AIM => Edit the lines below so that "camo t-shirt" becomes "denim jacket" wherever it appears, and leave everything else untouched.

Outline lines
■ ■ ■ ■ ■ ■ ■

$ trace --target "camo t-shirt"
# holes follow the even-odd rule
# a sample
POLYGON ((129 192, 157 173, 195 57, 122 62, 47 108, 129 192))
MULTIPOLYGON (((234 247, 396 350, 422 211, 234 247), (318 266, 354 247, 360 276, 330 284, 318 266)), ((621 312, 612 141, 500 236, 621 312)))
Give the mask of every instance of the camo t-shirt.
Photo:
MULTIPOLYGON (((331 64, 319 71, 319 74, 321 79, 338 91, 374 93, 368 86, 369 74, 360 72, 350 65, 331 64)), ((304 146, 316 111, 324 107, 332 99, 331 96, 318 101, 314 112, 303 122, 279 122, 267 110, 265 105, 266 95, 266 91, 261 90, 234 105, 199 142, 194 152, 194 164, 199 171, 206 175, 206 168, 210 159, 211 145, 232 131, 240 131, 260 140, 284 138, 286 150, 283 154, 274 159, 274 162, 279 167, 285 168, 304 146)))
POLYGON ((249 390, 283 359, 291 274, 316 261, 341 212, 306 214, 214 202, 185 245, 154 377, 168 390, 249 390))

■ ■ ■ ■ ■ ■ ■

SOLUTION BELOW =>
$ trace --target "denim jacket"
# holes follow the even-odd rule
# a sample
POLYGON ((129 192, 157 173, 195 57, 122 62, 47 108, 129 192))
MULTIPOLYGON (((234 247, 396 350, 422 211, 234 247), (318 266, 354 247, 360 276, 330 284, 318 266)), ((621 312, 612 141, 500 236, 621 312)))
Give the mask of every instance of the denim jacket.
Photo:
MULTIPOLYGON (((331 64, 319 71, 319 74, 321 79, 338 91, 374 93, 368 86, 369 74, 360 72, 350 65, 331 64)), ((304 146, 316 111, 324 107, 332 99, 331 96, 318 101, 314 112, 303 122, 279 122, 267 110, 265 105, 266 95, 266 91, 261 90, 234 105, 199 142, 194 152, 194 164, 199 171, 206 175, 206 168, 210 159, 211 145, 232 131, 240 131, 260 140, 284 138, 286 150, 283 154, 274 159, 274 162, 279 167, 285 168, 304 146)))
POLYGON ((249 390, 283 359, 291 274, 316 261, 341 212, 306 214, 214 202, 185 245, 154 377, 168 390, 249 390))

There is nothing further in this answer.